_What is required:_ Filter task. Return each line of the material that holds the string "below".

_Listed entries:_
——

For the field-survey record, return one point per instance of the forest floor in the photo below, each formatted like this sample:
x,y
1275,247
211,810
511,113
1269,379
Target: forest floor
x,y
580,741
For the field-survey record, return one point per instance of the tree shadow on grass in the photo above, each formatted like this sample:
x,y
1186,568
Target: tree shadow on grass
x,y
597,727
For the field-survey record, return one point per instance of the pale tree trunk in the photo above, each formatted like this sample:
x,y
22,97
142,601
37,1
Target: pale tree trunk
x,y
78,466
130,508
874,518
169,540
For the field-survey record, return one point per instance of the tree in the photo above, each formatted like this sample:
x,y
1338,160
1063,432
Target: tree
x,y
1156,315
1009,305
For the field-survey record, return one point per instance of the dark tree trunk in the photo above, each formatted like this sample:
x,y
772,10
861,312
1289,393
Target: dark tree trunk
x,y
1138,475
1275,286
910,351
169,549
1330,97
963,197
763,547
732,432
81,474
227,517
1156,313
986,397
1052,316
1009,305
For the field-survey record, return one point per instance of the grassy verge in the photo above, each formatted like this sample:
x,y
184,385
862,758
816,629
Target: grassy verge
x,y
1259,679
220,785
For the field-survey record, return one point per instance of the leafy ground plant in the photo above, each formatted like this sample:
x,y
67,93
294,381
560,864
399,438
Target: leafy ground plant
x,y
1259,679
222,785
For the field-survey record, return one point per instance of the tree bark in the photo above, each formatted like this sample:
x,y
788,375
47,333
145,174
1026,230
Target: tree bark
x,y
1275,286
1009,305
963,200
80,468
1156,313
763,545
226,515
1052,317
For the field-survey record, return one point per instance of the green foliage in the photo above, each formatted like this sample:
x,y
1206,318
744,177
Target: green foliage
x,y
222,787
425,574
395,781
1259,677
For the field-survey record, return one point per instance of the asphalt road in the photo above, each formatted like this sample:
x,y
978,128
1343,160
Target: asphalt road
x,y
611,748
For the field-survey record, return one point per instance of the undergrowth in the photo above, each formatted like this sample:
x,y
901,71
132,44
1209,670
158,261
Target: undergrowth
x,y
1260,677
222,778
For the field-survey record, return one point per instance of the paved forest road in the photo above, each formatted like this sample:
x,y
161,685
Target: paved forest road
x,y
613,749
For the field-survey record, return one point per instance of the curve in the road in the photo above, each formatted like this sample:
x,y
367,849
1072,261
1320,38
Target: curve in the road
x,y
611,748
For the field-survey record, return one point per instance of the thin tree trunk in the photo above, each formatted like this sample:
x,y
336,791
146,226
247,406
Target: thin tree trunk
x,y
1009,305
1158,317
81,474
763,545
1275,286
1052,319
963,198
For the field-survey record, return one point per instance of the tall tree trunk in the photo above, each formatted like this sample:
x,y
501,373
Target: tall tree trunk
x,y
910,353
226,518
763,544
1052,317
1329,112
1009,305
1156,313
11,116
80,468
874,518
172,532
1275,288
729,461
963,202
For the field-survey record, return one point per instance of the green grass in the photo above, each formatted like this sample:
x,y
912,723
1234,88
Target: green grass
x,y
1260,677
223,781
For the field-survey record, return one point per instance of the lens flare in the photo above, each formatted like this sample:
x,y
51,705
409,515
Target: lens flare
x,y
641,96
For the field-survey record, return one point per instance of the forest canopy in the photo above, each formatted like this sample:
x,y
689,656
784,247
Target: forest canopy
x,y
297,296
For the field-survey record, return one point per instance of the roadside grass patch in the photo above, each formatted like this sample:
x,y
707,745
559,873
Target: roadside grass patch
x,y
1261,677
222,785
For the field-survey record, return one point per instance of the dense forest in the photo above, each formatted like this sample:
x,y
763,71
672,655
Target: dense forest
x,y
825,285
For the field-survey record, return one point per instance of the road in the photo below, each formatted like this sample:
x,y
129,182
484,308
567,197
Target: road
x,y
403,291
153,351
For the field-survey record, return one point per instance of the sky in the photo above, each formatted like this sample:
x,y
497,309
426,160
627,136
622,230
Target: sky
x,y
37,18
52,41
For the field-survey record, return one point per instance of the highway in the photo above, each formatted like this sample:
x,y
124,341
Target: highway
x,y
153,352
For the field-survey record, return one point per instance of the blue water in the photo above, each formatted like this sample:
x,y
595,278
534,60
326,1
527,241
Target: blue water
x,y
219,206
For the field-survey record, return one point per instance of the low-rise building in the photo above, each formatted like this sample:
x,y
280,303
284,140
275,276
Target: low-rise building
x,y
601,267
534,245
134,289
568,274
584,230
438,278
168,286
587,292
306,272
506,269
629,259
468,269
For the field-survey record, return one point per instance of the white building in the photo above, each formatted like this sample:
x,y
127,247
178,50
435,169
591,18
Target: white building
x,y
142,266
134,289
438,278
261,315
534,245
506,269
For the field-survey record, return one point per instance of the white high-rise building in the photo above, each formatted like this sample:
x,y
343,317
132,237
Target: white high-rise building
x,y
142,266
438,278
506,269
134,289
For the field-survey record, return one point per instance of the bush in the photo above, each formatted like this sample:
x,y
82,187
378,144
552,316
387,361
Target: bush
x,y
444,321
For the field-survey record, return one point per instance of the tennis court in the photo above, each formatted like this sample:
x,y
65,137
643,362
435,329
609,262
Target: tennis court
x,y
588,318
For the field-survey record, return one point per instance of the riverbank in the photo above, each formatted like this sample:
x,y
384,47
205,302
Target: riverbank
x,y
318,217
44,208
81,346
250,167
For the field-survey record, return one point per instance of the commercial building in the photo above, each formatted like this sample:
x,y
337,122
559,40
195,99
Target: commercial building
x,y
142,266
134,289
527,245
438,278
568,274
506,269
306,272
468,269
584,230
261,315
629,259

——

_Answer section:_
For the field-survey record, return one point per instance of the forest floor in the photo below, each formatted like this sample:
For the field-survey record, return one point per instance of the road in the photo below, each formatted like this sample:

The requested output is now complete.